• _Selected excerpt_:

● ● ● ● ●

Since the North Korean authorities officially declared that the country has nuclear weapons, the atmosphere at home and abroad has become unsettled, like disturbing a beehive. The situation is confused, with responses ranging from optimism that we need not worry too much because the declaration may be Pyeongyang's brinkmanship negotiating strategy to pessimism that what has been expected has finally come about. Government officials and experts in the concerned countries seem to be perplexed too.

 

How should we properly view the situation? Where can we find a clue to a solution? As Washington and Pyeongyang officially turned away from the solution President Roh Moo-hyun suggested during his visit to Los Angeles in mid-November last year, his answer ended up seeming like an attempt to give a middle school-level answer on a college entrance exam. In order not to repeat the same mistakes, we should read the questions carefully first of all.

 

The questions given to us are comparatively simple because they are only about the statement from the North Korean Foreign Ministry on Thursday. But how carefully one will read these questions and give the right answers from what perspective greatly depends on the reader's ability to comprehend. A quick reading of the statement gives an impression that it is not much different from the remarks that were made in the past.

● ● ● ● ●

• _Exercise objective_:
Translate into French this sentence from the commentary on North Korea's nuclear declaration: "Government officials and experts in the concerned countries seem to be perplexed too." The records are not required for this exercise.

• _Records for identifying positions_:
● ● ● ● ●

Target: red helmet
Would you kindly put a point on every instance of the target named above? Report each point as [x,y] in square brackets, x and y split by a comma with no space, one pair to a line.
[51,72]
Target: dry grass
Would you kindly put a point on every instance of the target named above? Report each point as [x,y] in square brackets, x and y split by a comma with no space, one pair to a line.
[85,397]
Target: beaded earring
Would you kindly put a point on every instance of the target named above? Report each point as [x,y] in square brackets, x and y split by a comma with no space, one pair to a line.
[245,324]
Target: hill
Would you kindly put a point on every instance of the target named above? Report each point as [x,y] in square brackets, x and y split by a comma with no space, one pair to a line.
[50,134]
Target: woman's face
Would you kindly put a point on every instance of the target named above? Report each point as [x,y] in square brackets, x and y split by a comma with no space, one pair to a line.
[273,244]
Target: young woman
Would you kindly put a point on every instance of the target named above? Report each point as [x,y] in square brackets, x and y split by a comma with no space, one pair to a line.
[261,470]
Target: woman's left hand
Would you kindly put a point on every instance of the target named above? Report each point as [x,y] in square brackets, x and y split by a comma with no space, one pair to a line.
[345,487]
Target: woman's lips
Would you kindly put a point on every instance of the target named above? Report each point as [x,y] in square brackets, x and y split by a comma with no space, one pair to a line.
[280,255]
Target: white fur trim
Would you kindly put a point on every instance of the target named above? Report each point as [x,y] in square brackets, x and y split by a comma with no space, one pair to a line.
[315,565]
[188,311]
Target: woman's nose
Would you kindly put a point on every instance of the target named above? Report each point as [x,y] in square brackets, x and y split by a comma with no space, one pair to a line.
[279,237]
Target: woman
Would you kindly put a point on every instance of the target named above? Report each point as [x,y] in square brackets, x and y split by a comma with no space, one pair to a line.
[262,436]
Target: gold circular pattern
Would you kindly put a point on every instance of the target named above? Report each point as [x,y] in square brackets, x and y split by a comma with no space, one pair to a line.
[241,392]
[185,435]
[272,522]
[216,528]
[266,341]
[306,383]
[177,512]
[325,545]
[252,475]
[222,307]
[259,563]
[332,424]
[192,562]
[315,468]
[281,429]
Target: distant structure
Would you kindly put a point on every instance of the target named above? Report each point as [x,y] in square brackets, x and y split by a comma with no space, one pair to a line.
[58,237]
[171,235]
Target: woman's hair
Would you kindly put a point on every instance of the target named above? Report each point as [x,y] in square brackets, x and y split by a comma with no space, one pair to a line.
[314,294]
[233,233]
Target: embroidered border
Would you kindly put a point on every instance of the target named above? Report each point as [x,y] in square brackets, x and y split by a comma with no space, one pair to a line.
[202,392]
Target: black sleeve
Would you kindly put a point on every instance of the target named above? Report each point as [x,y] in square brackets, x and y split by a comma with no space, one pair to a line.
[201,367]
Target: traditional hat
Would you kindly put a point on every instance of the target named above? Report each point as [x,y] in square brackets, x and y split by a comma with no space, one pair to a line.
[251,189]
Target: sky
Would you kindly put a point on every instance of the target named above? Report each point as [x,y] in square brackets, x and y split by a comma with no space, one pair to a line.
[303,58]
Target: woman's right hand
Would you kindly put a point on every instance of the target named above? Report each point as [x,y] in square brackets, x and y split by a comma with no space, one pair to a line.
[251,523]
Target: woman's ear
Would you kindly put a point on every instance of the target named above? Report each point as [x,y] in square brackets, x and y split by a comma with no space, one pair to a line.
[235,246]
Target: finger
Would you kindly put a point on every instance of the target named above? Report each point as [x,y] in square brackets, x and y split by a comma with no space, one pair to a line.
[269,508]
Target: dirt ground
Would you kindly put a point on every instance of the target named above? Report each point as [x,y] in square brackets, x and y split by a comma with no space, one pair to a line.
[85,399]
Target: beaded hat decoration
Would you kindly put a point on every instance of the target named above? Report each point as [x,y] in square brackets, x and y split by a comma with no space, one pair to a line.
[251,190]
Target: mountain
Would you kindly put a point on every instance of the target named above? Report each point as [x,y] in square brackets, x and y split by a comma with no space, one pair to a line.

● ● ● ● ●

• _Output of the exercise_:
Les responsables gouvernementaux et les experts des pays concernés semblent eux aussi perplexes.